**Exercise:** State, as a bare number, how many lines below contain "pointer".

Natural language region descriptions

>>>

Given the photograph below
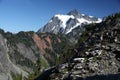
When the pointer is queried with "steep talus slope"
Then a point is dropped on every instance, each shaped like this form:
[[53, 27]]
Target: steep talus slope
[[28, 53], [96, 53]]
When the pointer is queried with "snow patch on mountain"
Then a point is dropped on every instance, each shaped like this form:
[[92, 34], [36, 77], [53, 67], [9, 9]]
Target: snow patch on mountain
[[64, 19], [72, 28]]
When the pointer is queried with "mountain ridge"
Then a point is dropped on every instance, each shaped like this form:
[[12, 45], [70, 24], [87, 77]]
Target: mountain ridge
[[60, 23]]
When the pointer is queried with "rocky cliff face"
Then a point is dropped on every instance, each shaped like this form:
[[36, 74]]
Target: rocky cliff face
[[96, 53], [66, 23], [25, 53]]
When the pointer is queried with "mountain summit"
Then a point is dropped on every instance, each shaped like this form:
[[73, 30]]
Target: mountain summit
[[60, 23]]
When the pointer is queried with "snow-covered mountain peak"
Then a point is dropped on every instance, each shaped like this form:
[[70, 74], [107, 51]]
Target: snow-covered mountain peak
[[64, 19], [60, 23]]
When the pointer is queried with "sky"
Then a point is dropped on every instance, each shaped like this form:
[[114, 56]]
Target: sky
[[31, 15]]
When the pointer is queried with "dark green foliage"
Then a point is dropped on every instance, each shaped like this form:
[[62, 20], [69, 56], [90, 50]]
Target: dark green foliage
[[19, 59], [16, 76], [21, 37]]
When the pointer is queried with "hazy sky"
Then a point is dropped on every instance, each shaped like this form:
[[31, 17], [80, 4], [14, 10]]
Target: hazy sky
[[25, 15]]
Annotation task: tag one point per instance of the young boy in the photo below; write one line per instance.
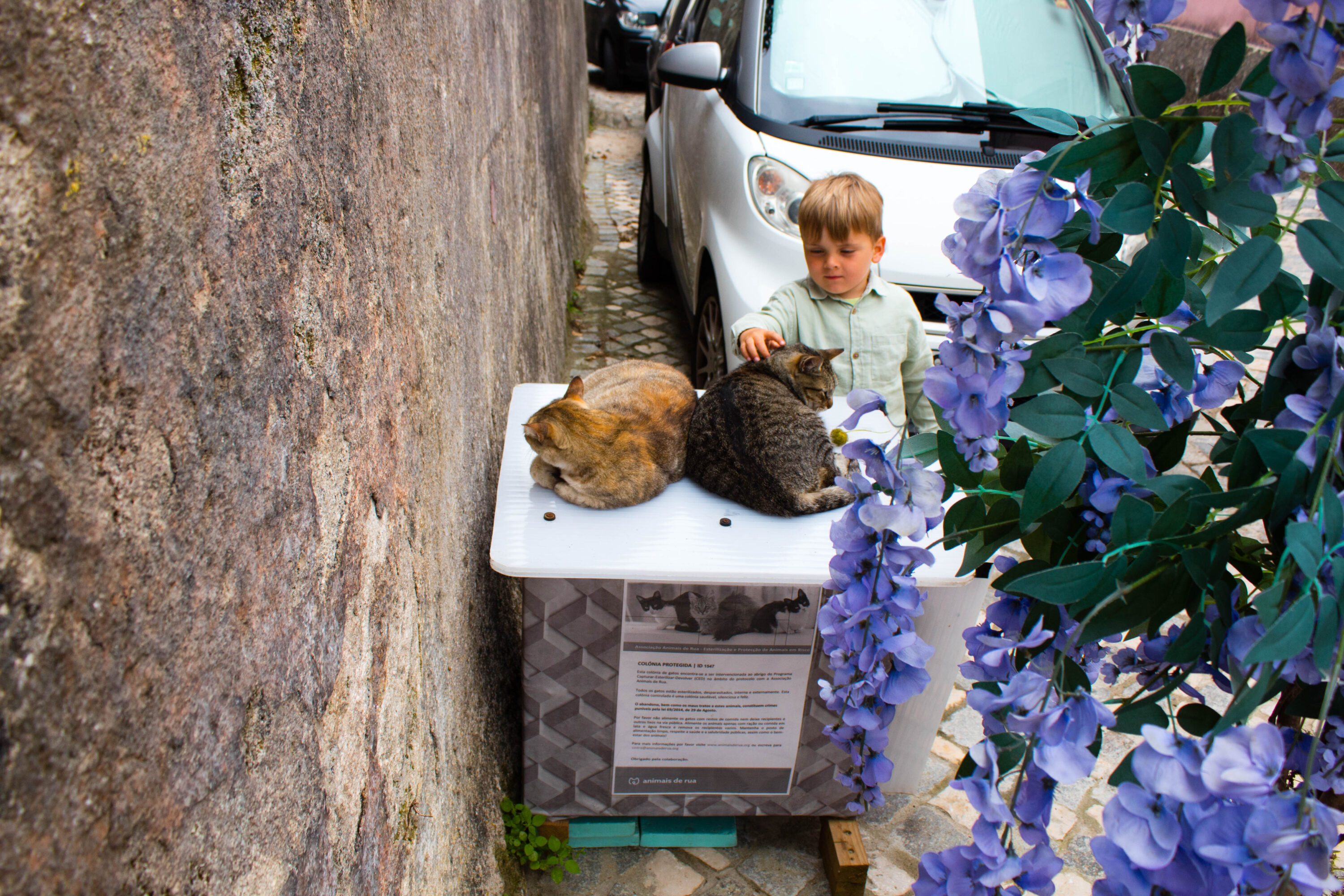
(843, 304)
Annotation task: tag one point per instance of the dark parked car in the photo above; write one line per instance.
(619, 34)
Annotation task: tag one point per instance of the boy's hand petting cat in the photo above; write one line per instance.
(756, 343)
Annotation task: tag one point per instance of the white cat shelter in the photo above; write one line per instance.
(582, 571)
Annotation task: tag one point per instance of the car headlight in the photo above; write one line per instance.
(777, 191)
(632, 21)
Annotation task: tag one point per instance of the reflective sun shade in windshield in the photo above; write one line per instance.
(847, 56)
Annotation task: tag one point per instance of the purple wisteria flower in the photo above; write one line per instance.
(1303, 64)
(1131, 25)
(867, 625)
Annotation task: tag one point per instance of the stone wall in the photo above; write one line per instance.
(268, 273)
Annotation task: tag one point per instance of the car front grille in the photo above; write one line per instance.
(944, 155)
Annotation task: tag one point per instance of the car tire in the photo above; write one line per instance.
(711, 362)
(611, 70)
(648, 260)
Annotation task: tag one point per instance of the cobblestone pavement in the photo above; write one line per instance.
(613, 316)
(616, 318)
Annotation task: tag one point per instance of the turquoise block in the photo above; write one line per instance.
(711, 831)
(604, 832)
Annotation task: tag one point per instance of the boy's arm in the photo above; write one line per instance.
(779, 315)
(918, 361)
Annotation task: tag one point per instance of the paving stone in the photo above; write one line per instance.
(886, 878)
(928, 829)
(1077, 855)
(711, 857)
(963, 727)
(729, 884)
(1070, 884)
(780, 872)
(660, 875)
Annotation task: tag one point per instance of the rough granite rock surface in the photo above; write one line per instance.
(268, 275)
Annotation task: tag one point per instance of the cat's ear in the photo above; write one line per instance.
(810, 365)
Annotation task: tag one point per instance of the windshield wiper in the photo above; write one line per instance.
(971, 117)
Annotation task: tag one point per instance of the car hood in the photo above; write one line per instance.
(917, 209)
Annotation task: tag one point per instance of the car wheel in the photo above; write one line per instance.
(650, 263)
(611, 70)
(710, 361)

<<<
>>>

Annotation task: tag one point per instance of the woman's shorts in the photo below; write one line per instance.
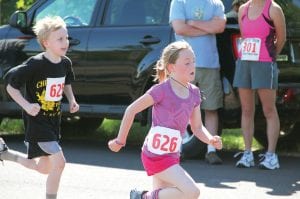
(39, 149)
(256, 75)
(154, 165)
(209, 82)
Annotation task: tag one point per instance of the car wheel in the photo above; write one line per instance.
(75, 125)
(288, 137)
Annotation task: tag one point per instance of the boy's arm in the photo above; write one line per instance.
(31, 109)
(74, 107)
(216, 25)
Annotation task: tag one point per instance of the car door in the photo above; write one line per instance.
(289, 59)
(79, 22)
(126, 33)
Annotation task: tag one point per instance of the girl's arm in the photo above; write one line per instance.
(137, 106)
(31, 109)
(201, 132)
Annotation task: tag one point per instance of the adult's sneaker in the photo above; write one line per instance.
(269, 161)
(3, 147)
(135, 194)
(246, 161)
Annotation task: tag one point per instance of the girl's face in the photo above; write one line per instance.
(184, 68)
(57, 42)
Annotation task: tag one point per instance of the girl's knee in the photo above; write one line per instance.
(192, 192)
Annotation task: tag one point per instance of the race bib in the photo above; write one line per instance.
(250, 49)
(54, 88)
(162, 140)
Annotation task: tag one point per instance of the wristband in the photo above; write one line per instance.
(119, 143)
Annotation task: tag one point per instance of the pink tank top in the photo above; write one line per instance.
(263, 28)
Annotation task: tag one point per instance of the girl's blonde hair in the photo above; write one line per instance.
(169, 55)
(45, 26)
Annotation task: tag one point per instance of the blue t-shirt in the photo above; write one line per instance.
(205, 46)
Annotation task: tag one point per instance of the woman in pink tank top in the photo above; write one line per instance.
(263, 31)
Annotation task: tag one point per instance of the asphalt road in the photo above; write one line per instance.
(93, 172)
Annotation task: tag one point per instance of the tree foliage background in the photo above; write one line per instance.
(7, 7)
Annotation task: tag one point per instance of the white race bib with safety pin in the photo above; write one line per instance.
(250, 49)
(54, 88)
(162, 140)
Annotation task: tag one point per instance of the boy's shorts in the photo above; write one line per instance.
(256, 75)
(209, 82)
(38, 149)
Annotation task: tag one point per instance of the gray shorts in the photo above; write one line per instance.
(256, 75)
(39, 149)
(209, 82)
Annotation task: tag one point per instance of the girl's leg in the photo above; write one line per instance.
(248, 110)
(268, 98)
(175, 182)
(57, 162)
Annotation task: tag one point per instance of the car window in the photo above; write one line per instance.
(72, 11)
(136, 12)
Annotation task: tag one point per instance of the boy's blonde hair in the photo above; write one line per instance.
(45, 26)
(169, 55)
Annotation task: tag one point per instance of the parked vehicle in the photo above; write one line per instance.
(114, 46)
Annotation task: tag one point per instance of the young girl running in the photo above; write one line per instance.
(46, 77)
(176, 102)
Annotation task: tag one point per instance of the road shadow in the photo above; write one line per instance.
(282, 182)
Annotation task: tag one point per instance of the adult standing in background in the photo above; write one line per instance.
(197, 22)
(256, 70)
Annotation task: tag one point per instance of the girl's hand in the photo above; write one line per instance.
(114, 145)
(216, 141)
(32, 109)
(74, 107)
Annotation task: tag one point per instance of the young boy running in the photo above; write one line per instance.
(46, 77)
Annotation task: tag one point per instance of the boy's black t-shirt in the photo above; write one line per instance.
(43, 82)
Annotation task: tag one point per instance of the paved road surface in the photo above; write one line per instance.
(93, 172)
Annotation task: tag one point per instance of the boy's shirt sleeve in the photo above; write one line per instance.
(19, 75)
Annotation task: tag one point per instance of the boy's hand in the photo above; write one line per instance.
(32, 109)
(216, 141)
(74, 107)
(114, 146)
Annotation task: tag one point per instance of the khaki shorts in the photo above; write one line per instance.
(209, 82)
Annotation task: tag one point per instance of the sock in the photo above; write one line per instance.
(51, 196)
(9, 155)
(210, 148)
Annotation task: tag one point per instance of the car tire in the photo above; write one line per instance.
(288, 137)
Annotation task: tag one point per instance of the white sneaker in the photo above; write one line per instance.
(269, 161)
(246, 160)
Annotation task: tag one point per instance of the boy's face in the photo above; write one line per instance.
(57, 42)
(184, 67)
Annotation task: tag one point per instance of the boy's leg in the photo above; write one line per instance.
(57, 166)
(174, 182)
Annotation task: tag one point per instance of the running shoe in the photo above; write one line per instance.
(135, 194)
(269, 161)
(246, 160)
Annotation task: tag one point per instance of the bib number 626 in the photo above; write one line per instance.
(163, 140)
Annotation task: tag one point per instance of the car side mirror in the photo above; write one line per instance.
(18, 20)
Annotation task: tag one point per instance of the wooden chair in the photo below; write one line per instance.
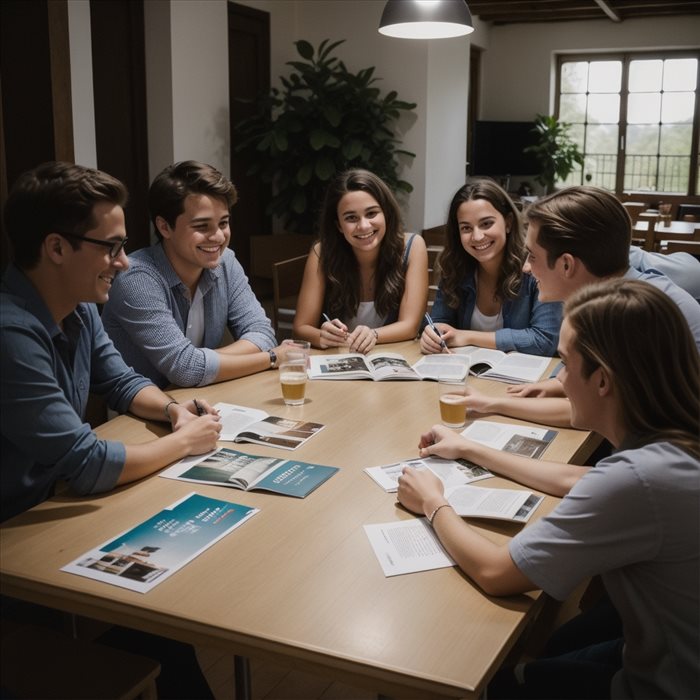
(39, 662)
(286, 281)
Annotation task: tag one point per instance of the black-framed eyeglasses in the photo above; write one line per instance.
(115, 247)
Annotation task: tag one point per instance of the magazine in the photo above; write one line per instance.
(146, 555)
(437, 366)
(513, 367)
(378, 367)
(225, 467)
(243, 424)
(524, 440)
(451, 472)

<<<

**Answer below:** 9